- **SOURCE TEXT**:
+--
Comerica has run the program since it began in 2008. In recent years, beneficiaries alleged that Comerica failed to investigate fraud and the Treasury’s Office of the Inspector General recommended that Comerica’s compensation be cut for poor performance. But Treasury has always renewed Comerica’s contracts and has made payments to the bank to operate the program.

Managing costs

Government benefits programs are tricky because states want to reduce costs and keep fees at a minimum. There are often restrictions by states on what fees banks can charge jobless cardholders.

“Governments don’t want the programs to charge any fees because it’s politically untenable,” Jackson said. “Banks may have reached the point where the programs do not always cover their costs.”

State agencies typically negotiate with banks based on the lowest fees to cardholders. While contracts vary from state to state, many states also share in any revenue from fees and get a percentage of the interchange fees paid by merchants with every swipe of a prepaid card.

During the pandemic, online purchases skyrocketed and interchange income did as well. Issuers of government-administered prepaid cards collected roughly $1 billion in interchange fees in 2020, and roughly $272 million in cardholder fees, according to a Federal Reserve report last year.

Banks collected roughly $190 million in ATM fees from government prepaid cards, which were the largest source of revenue, followed by $39 million in account servicing fees and $21 million in customer service inquiry fees in 2020, the Fed found.

“Everyone wants government programs to be a steady, reliable business,” Jackson said. “But these are not huge money makers for banks.”

While state agencies benefit from outsourcing the customer service and call center costs to banks, banks typically absorb many other costs including operating ATMs, keeping them stuffed with cash and processing data requests, such as when cardholders check the balance on their card.

States usually provide at least two payment options for receiving benefits. One of those options, direct deposit, helps to significantly reduce fraud and costs a penny a transaction. Only two states — California and Nevada — do not offer direct deposit as an option.
+--
- **EXTRACTED DATA**:
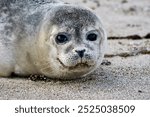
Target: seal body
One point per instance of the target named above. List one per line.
(49, 37)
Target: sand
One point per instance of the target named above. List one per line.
(125, 74)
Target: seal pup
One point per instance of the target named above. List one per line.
(49, 37)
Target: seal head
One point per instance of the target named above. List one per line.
(75, 42)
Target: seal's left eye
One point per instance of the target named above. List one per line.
(61, 38)
(92, 37)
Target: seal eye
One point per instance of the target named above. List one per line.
(92, 37)
(61, 38)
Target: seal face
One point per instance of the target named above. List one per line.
(60, 41)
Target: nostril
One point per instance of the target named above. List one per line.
(80, 52)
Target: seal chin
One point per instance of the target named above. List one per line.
(78, 66)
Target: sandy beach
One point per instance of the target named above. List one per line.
(125, 71)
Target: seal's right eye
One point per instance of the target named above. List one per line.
(61, 38)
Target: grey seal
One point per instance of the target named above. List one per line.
(49, 37)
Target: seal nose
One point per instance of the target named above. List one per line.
(80, 52)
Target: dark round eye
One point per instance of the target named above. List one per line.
(61, 38)
(92, 37)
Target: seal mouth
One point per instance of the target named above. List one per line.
(79, 65)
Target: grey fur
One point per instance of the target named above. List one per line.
(27, 38)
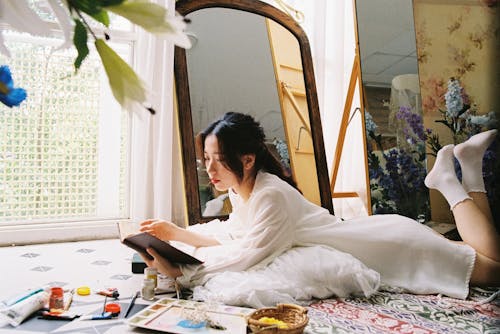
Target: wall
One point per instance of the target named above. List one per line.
(456, 39)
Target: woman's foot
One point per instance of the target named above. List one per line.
(470, 155)
(442, 177)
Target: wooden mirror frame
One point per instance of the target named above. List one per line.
(184, 7)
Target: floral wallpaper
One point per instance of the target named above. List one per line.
(458, 40)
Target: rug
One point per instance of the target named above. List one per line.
(389, 312)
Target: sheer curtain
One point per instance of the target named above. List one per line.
(153, 135)
(331, 32)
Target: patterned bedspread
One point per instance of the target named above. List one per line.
(389, 312)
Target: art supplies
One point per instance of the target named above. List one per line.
(186, 316)
(131, 305)
(18, 312)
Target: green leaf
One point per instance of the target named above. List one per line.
(126, 86)
(80, 41)
(102, 17)
(148, 15)
(90, 7)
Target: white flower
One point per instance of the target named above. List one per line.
(128, 89)
(153, 18)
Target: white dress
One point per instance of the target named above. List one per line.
(277, 218)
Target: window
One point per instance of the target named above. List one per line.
(64, 152)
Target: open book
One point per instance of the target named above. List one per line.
(139, 241)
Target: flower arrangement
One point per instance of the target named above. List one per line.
(397, 176)
(9, 95)
(462, 120)
(74, 16)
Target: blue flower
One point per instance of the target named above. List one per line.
(453, 98)
(9, 95)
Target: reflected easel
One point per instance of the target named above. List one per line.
(345, 121)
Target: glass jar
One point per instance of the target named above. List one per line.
(148, 289)
(56, 299)
(151, 273)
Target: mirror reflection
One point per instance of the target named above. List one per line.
(395, 131)
(247, 63)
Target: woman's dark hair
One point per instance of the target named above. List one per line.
(239, 134)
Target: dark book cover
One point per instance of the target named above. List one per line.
(141, 241)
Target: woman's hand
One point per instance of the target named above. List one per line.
(161, 264)
(161, 229)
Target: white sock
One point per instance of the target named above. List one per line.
(442, 177)
(470, 155)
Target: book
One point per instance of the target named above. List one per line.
(140, 241)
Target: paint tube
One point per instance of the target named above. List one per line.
(18, 312)
(19, 297)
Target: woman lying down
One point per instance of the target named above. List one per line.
(278, 247)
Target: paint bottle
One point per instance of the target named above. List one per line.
(56, 300)
(148, 289)
(151, 273)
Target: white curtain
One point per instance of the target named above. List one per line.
(153, 135)
(331, 32)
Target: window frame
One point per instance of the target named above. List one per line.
(62, 230)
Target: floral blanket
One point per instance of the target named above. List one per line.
(389, 312)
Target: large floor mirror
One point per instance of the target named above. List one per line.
(393, 112)
(247, 56)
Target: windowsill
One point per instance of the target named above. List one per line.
(50, 233)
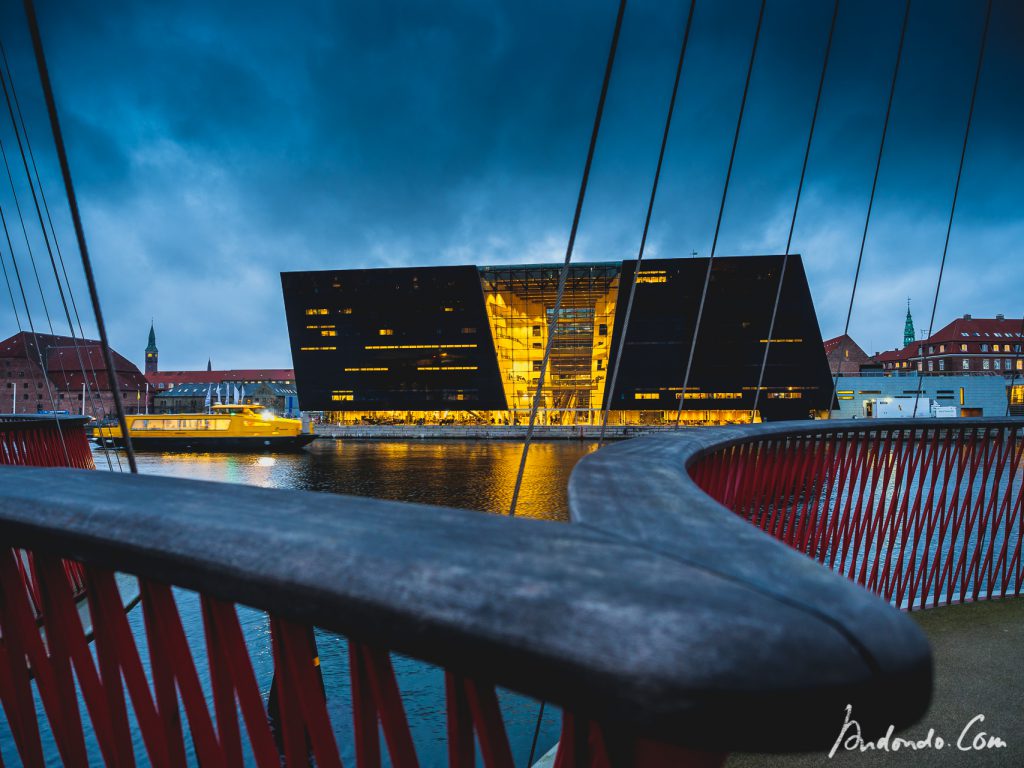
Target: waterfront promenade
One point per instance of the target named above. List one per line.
(976, 648)
(479, 432)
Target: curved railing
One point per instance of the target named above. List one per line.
(923, 513)
(669, 631)
(38, 440)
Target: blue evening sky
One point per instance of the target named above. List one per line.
(216, 143)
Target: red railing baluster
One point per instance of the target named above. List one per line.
(460, 724)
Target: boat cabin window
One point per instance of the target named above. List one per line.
(179, 425)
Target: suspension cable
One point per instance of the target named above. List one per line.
(44, 77)
(952, 207)
(563, 273)
(43, 367)
(35, 336)
(610, 388)
(796, 207)
(870, 199)
(56, 275)
(721, 212)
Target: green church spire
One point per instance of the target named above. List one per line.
+--
- **PROBLEM TO SOLVE**: Please copy the passage on prepaid benefit cards from "Managing costs" up to and including "a prepaid card.", substituting "card users" for "cardholders" wherever it occurs.

- **EXERCISE RESPONSE**:
Managing costs

Government benefits programs are tricky because states want to reduce costs and keep fees at a minimum. There are often restrictions by states on what fees banks can charge jobless card users.

“Governments don’t want the programs to charge any fees because it’s politically untenable,” Jackson said. “Banks may have reached the point where the programs do not always cover their costs.”

State agencies typically negotiate with banks based on the lowest fees to card users. While contracts vary from state to state, many states also share in any revenue from fees and get a percentage of the interchange fees paid by merchants with every swipe of a prepaid card.